# How much is an SVS PB12-Plus/2 Subwoofer System worth?



## barts185 (Oct 29, 2013)

I have a friend who is selling a SVS PB12-Plus/2 Subwoofer System that is in really good shape. I had made him a lower offer, but he listed it on eBay and apparently has some interest. I'm new, so don't want to break any rules by posting a link to the ebay listing, but he started the listing at 799 and thinks based on other things he has looked at that they are worth more than that.

I will say that it is in GREAT condition - basically looks like it just was taken out of the box.

Looking for some feedback on what people think it is actually worth.


----------



## raynist (Aug 16, 2011)

By subwoofer system do you mean on of those subs or two?

In was not able to sell mine for $500 each so I kept them. 

If he wants $799 for one that is too much $$$.


----------



## raynist (Aug 16, 2011)

I see one one ebay for $1400 in Vegas, it that the one?

That guy is nuts if he thinks it is worth that much. I am not sure it cost that much new.


----------



## phillihp23 (Mar 14, 2012)

As listed on SVS website Dual (2) PB12-Plus / $2,649.00


----------



## raynist (Aug 16, 2011)

The OP was actually asking about a model that was made about 6-7 years ago that had dual 12 inch plus drivers in one enclosure.


----------

# # #

AIM A: Reproduce word for word the part of the subwoofer thread starting with "Looking for some" and going on through "I kept them.".

MATERIAL SHOWN:

# # #

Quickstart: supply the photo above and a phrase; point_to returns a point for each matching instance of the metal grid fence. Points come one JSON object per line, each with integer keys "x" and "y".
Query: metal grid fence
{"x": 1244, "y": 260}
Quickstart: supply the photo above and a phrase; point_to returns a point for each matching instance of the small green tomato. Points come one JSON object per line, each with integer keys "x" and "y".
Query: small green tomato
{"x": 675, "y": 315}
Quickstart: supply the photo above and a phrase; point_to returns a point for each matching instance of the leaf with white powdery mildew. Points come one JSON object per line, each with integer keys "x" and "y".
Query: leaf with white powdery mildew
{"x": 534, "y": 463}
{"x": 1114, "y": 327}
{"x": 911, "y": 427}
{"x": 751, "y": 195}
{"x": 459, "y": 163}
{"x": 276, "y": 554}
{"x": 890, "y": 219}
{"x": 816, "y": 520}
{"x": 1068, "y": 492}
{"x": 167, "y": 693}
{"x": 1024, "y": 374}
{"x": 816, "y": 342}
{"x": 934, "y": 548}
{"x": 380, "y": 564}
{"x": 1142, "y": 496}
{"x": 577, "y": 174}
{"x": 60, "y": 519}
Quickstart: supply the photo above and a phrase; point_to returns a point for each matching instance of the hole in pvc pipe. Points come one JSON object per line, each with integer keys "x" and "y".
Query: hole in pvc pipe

# # #

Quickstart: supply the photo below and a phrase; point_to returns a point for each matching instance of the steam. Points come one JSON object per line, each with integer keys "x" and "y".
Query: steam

# # #

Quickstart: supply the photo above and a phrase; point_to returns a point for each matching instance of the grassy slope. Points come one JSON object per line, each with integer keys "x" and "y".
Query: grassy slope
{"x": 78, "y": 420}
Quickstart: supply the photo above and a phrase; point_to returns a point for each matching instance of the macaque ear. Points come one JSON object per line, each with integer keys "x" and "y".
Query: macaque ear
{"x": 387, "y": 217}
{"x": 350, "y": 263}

# # #

AIM B: Recast part of the listing above as a Markdown table with the columns "Row" and "Line", starting with the line with "Quickstart: supply the photo below" and going on through the line with "Query: steam". Give only those lines, and leave out any blank ones.

EXERCISE OUTPUT A:
Looking for some feedback on what people think it is actually worth.


----------



## raynist (Aug 16, 2011)

By subwoofer system do you mean on of those subs or two?

In was not able to sell mine for $500 each so I kept them.

EXERCISE OUTPUT B:
| Row | Line |
|---|---|
| 1 | Quickstart: supply the photo below and a phrase; point_to returns a point for each matching instance of the steam. Points come one JSON object per line, each with integer keys "x" and "y". |
| 2 | Query: steam |